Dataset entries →

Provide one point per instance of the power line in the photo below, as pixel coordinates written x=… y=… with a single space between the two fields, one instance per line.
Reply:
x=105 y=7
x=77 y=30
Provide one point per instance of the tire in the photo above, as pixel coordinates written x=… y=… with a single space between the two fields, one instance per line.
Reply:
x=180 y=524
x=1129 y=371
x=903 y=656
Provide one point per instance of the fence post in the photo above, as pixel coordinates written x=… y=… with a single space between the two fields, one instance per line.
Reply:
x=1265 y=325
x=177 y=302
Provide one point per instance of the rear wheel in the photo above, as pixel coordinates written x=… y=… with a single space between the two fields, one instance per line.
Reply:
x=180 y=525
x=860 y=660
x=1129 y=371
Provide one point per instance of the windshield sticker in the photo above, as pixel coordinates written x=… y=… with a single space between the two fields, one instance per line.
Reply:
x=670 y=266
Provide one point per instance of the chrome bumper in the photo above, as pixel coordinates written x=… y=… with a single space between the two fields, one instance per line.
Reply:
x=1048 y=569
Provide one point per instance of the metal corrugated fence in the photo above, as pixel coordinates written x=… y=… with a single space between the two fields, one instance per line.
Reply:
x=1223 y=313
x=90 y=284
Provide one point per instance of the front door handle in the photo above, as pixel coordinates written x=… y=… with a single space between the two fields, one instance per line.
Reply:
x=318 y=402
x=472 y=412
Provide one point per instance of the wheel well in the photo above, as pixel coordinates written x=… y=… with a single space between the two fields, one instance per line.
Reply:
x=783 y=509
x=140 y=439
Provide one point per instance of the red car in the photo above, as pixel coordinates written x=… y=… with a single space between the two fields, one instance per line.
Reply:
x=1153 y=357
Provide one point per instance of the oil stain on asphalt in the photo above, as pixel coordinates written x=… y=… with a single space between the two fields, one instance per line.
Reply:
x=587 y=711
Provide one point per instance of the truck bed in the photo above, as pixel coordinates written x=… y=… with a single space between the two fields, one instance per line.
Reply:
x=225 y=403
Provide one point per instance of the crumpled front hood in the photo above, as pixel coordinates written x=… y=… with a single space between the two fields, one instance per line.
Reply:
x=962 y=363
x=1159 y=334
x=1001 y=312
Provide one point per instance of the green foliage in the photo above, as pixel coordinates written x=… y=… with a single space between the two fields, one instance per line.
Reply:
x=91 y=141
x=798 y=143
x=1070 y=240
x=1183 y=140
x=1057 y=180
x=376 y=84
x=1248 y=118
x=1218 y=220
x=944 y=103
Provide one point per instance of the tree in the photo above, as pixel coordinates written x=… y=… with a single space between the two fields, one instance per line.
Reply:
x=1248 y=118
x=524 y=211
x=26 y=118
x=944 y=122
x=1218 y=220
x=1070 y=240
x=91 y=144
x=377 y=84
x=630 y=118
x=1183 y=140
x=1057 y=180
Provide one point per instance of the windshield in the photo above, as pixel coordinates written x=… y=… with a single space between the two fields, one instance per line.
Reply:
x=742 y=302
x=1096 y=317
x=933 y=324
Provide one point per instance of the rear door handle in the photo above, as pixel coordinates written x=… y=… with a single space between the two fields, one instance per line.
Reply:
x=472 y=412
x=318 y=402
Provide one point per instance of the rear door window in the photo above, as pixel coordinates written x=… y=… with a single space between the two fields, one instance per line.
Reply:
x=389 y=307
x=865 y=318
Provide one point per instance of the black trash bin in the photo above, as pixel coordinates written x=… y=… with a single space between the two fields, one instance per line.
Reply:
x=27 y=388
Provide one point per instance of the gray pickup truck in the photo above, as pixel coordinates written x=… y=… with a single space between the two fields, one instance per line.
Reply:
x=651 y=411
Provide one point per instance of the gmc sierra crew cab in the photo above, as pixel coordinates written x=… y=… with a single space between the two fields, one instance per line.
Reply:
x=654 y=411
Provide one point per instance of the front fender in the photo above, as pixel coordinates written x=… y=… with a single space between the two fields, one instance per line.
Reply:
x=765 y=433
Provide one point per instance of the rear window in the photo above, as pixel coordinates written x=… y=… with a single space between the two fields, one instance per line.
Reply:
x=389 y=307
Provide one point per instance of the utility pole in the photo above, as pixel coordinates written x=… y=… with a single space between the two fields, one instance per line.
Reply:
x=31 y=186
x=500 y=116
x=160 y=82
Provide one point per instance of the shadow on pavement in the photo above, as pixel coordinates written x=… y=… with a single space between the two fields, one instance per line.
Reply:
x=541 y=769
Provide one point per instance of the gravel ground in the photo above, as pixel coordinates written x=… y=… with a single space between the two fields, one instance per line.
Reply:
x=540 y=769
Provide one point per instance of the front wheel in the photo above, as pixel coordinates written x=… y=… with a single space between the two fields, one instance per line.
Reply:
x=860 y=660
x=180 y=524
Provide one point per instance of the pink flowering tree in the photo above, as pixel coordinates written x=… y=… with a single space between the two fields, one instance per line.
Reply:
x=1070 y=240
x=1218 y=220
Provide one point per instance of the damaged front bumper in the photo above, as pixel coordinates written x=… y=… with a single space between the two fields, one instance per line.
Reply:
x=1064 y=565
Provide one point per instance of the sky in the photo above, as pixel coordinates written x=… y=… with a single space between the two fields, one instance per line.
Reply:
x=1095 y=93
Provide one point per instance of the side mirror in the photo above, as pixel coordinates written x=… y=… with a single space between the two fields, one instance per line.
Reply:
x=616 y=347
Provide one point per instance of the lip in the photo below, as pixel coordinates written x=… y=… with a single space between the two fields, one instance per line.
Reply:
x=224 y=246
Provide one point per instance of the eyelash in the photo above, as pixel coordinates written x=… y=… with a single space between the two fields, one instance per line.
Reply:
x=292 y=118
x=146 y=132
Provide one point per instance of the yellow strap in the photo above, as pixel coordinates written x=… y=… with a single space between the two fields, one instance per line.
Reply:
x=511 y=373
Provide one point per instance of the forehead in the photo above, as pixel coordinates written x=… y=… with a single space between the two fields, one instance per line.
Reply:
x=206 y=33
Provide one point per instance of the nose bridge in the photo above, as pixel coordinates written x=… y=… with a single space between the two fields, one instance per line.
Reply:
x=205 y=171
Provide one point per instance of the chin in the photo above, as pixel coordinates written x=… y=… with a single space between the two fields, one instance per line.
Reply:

Problem to work on →
Your reply should consist of the records, duplicated exactly.

Response box →
Provide one point per instance of the power line in the photo below, as pixel coordinates written x=… y=… with a single space between the two fields, one instance per line.
Reply:
x=105 y=7
x=77 y=30
Provide one point per instance of the tire in the photo above, as pixel coordinates written x=… y=… with a single space between the two fields, one instance per line.
Reply:
x=180 y=524
x=1129 y=371
x=903 y=656
Provide one point per instance of the fence post in the photo above, as pixel coordinates written x=… y=… with a single space between the two fields, one instance per line.
Reply:
x=1265 y=325
x=177 y=302
Provide one point per instance of the rear wheel in the photo above, as pixel coordinates written x=… y=… with a single space between the two fields, one instance per line.
Reply:
x=180 y=525
x=860 y=660
x=1129 y=371
Provide one point per instance of the windshield sticker in the photo above, as pixel coordinates written x=… y=… with a single space between the two fields, one instance per line.
Reply:
x=670 y=266
Provide one point per instance of the chrome bumper in the photo above, as pixel coordinates written x=… y=… with a single space between the two fields, one instance per line.
Reply:
x=1048 y=569
Provide one point per instance of the metal corrugated fence in the photo above, as pixel coordinates written x=… y=… with a single space between the two fields, one instance per line.
Reply:
x=1223 y=313
x=90 y=284
Provide one point per instance of the front door handle in the photo above, as pixel coordinates written x=… y=… with a single space between the two fields, one instance per line.
Reply:
x=318 y=402
x=472 y=412
Provide one point per instance of the wheel well in the photo above, as pixel coordinates written x=… y=… with a single space between the two fields, one instance per line.
Reply:
x=783 y=509
x=140 y=439
Provide one point per instance of the red car in the photo above, as pixel coordinates written x=… y=… with a single space between the two fields, one instance per line.
Reply:
x=1153 y=357
Provide one point per instance of the oil stain on asphalt in the photo above, as pixel coordinates written x=… y=… with a single space between the two fields, one instance per line.
Reply:
x=587 y=711
Provide one point per instance of the truck bed in the photo above, as pixel coordinates written x=… y=… with a single space between the two fields, one instance per line.
Reply:
x=225 y=403
Provide one point per instance of the crumpled front hood in the photo above, as pixel coordinates written x=… y=… with a single space between the two fields, one instance per line.
Reply:
x=962 y=363
x=1159 y=334
x=1001 y=312
Provide one point per instance of the green foliage in the photo above, as pixel coordinates written x=… y=… with a single space between the two fields, one instance per line.
Reply:
x=91 y=141
x=798 y=143
x=1070 y=240
x=1183 y=140
x=1057 y=180
x=376 y=84
x=1248 y=118
x=1218 y=220
x=944 y=103
Provide one point per instance of the tree in the photo above, as pixel coordinates written x=… y=… with a single space between the two fields, one instance per line.
Reply:
x=1248 y=118
x=524 y=211
x=26 y=118
x=944 y=122
x=1218 y=220
x=1070 y=240
x=91 y=144
x=377 y=84
x=630 y=118
x=1183 y=140
x=1057 y=180
Provide one point per instance of the windshield in the photo above, as pixel coordinates written x=… y=… with a single space between the two fields, one instance per line.
Reply:
x=742 y=302
x=1096 y=317
x=933 y=324
Provide one point per instance of the rear door handle in the photo above, as pixel coordinates written x=… y=… with a single space between the two fields, one instance per line.
Reply:
x=472 y=412
x=318 y=402
Provide one point per instance of the rear door window in the photo above, as pixel coordinates written x=… y=… with a single space between the two fields, one instance per line.
Reply:
x=389 y=307
x=865 y=318
Provide one point per instance of the black trash bin in the photo above, as pixel coordinates written x=… y=… with a single space between the two fields, one instance per line.
Reply:
x=27 y=388
Provide one point per instance of the gray pickup truck in the photo above, as pixel coordinates written x=… y=… with a single space between the two fields, one instance per line.
Reply:
x=651 y=411
Provide one point per instance of the gmc sierra crew cab in the photo above, as pixel coordinates written x=… y=… with a single space between the two fields, one instance per line.
Reply:
x=654 y=411
Provide one point per instance of the front fender in the photo above, as pixel coordinates written x=… y=… with a single space between the two fields, one instance per line.
Reply:
x=765 y=433
Provide one point per instance of the rear window in the photo above, as pixel coordinates written x=… y=… with a single space between the two fields, one instance per line.
Reply:
x=389 y=307
Provide one point per instance of the utility pole in the photo above, as pixel coordinates written x=… y=… with a single space between the two fields, one instance per line.
Reply:
x=31 y=186
x=500 y=116
x=160 y=82
Provide one point per instance of the shadow on pavement in the photo above, as pixel coordinates written x=… y=… with a single space between the two fields, one instance per line.
Reply:
x=541 y=769
Provide one point per instance of the gravel ground in the photo above, as pixel coordinates written x=… y=… with a single space between the two fields, one instance per line.
Reply:
x=540 y=769
Provide one point per instance of the front wheel in the photo above, as pixel coordinates written x=… y=… with a single space between the two fields, one instance per line.
Reply:
x=860 y=660
x=180 y=524
Provide one point per instance of the pink flowering tree in the photo above, as pixel coordinates written x=… y=… with a single space between the two fields, one instance per line.
Reply:
x=1070 y=240
x=1218 y=220
Provide one point per instance of the damaged front bumper in the photo above, as pixel coordinates written x=… y=… with a single space between the two fields, one instance per line.
Reply:
x=1064 y=565
Provide one point per instance of the sky in the photo above, as pixel coordinates written x=… y=… with a single space between the two fields, one instance per line.
Reply:
x=1095 y=93
Provide one point per instance of the side mirror in the photo above, as pixel coordinates written x=… y=… with a single space between the two fields, one instance per line.
Reply:
x=616 y=347
Provide one point per instance of the lip in the photo below, as pixel coordinates written x=… y=… with a single space between the two fields, one instance per line.
Reply:
x=224 y=246
Provide one point per instance of the eyelash in the photo above, as pixel coordinates written x=… y=… with a single space between the two fields, one instance per line.
Reply:
x=292 y=118
x=146 y=132
Provide one point per instance of the yellow strap in the photo above, as pixel coordinates written x=… y=… with a single space between the two fields, one instance per line.
Reply:
x=511 y=373
Provide one point per instance of the forehead in the photo above, as pixel coordinates written x=… y=… with a single space between the two fields, one instance per line.
Reply:
x=206 y=33
Provide one point per instance of the nose bridge in the photo above, as pixel coordinates written x=… y=… with a single space between the two fields, one instance per line.
Reply:
x=205 y=171
Provide one point per instance of the chin in the photo above, as pixel coordinates written x=… y=… with a single space between the two fields, one instance per line.
Reply:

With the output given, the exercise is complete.